[Image-grounded pointing data]
* * *

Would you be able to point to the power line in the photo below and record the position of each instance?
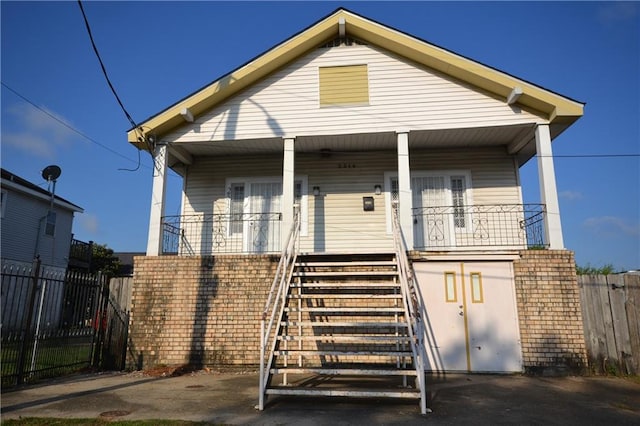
(592, 155)
(90, 139)
(104, 70)
(67, 125)
(134, 125)
(73, 129)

* * *

Task item: Please retype every entry above exactly, leaving out any picture.

Solution for this exercise:
Would you be able to point to the power line in the photo below and record the position of each instance?
(592, 155)
(90, 139)
(104, 70)
(67, 125)
(134, 125)
(73, 129)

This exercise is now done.